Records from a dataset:

- Opening Delimiter -

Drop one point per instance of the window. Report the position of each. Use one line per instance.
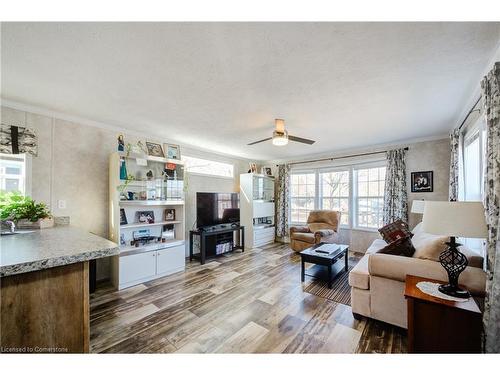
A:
(474, 147)
(12, 173)
(369, 197)
(302, 196)
(334, 193)
(472, 168)
(225, 201)
(208, 167)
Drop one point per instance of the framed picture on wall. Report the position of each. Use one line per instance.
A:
(422, 182)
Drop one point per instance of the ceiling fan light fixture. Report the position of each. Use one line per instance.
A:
(280, 138)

- Closing Delimiter -

__WORK INSTRUCTION__. Copy exactly the lines from the one containing "Drop one point per instance of the framed" through the last line of the records, both included, and nothing else.

__TASK RESULT__.
Drop one point per instance of the framed picture on wall. Report the position of each. Use one line per instance.
A:
(422, 182)
Drop one point per instance of the ceiling fan light fixture. Report the position of each. Use one line per instance.
A:
(280, 138)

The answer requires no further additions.